**Instructions to follow**. Copy the entries word for word, from their first line up to and including the line containing "rough mask: <svg".

**Data records**.
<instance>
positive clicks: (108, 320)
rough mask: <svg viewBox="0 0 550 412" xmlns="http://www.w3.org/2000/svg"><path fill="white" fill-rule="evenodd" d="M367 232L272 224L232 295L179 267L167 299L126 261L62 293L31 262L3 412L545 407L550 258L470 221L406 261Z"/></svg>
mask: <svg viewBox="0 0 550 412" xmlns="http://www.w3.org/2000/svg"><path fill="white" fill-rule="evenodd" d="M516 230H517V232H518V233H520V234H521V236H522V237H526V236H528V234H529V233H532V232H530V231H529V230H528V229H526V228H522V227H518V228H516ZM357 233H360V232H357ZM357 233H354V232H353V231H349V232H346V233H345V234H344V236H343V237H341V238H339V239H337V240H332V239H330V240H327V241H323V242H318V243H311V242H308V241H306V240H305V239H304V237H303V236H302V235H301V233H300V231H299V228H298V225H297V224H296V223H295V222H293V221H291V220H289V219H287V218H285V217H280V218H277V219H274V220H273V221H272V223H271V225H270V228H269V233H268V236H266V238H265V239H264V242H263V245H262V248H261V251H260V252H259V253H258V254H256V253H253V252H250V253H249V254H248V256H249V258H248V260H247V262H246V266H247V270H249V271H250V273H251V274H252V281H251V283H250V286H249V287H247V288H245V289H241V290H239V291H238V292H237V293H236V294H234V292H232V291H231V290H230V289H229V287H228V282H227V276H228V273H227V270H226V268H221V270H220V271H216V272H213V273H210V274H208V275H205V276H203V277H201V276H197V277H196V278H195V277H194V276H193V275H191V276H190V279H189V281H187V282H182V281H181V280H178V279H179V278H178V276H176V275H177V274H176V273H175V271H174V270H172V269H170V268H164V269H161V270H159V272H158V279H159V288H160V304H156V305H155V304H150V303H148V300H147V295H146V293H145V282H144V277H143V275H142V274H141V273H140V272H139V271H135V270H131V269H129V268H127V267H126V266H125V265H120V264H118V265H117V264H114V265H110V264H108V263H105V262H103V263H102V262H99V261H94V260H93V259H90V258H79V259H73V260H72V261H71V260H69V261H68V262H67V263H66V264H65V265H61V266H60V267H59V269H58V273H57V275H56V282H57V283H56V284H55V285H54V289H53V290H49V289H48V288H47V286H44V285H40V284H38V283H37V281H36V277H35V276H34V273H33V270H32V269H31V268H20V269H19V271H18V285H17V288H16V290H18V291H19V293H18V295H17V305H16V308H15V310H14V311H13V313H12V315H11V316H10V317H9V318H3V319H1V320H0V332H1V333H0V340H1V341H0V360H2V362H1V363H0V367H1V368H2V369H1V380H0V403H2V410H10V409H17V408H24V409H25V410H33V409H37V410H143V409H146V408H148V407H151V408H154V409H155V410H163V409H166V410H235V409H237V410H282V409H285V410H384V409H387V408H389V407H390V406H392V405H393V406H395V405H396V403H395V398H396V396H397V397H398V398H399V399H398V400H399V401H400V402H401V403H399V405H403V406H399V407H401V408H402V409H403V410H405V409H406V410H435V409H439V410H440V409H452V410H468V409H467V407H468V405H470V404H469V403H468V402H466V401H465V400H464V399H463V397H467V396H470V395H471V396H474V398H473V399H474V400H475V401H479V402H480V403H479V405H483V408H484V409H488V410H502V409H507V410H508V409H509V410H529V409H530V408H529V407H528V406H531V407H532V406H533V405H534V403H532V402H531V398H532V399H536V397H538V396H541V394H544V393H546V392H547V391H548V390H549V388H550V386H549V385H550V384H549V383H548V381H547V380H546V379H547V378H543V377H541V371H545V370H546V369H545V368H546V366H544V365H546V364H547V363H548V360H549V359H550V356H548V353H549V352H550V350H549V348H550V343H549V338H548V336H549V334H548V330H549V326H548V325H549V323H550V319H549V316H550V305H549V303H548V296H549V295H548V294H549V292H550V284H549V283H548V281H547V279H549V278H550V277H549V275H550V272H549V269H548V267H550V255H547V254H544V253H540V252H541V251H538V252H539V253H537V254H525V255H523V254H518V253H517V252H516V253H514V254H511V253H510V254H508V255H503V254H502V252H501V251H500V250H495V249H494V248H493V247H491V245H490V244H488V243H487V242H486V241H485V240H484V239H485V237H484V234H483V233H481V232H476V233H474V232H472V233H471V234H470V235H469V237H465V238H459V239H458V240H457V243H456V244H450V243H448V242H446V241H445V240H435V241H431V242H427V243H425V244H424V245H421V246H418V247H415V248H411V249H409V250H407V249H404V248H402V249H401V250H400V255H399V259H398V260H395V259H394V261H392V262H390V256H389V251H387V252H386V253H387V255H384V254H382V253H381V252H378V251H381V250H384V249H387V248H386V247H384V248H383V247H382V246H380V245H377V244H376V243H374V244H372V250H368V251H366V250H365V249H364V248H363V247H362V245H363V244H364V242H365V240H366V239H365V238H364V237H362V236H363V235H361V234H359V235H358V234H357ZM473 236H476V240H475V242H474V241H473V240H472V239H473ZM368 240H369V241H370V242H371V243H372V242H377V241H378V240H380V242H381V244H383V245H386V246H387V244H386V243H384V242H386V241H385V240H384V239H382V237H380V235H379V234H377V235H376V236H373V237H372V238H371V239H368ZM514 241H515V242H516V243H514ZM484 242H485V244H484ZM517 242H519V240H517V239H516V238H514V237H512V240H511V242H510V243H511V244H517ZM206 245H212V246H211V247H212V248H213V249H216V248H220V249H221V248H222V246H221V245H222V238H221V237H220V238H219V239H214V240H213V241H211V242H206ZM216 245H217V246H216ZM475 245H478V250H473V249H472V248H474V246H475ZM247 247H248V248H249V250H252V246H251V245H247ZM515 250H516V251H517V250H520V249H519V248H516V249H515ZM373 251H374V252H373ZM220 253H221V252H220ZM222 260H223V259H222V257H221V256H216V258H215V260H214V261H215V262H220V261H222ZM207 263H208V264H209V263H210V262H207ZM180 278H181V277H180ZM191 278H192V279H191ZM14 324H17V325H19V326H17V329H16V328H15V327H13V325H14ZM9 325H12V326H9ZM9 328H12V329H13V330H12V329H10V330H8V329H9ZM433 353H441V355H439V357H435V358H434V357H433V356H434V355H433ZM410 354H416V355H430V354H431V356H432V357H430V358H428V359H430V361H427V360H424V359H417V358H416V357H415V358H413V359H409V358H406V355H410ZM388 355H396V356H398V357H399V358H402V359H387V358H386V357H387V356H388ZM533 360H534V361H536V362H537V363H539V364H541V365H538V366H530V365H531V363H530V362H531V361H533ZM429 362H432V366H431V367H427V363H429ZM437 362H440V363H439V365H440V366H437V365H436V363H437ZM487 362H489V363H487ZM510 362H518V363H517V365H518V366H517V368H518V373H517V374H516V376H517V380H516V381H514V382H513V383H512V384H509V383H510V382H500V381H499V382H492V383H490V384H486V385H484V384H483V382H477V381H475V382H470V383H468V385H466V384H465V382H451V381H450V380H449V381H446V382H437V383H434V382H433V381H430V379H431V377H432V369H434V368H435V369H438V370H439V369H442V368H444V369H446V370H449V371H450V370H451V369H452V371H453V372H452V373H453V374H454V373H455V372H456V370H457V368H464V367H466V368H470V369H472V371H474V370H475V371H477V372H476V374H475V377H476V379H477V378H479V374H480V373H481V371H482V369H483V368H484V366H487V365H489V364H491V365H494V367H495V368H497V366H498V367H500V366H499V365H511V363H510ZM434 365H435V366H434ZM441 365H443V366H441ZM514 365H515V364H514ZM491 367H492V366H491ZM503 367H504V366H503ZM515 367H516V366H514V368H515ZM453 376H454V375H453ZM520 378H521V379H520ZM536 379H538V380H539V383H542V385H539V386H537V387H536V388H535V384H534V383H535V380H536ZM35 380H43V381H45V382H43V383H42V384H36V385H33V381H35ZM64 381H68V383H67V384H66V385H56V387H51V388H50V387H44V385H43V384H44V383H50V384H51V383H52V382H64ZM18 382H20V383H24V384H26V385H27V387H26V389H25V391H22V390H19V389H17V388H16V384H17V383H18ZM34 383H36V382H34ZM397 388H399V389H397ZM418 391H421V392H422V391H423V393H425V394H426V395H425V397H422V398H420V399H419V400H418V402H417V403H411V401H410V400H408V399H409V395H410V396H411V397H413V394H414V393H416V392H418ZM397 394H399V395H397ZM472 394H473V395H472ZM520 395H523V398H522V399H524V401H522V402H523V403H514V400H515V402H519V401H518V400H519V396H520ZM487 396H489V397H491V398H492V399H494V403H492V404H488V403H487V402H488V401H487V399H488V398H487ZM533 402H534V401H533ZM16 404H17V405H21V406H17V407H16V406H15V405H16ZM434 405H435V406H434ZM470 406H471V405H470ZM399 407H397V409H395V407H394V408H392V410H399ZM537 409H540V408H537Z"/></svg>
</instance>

**Response to the task**.
<instance>
positive clicks: (108, 320)
rough mask: <svg viewBox="0 0 550 412" xmlns="http://www.w3.org/2000/svg"><path fill="white" fill-rule="evenodd" d="M367 232L272 224L232 295L179 267L167 299L126 261L62 293L31 262L3 412L545 407L550 258L470 221L406 261Z"/></svg>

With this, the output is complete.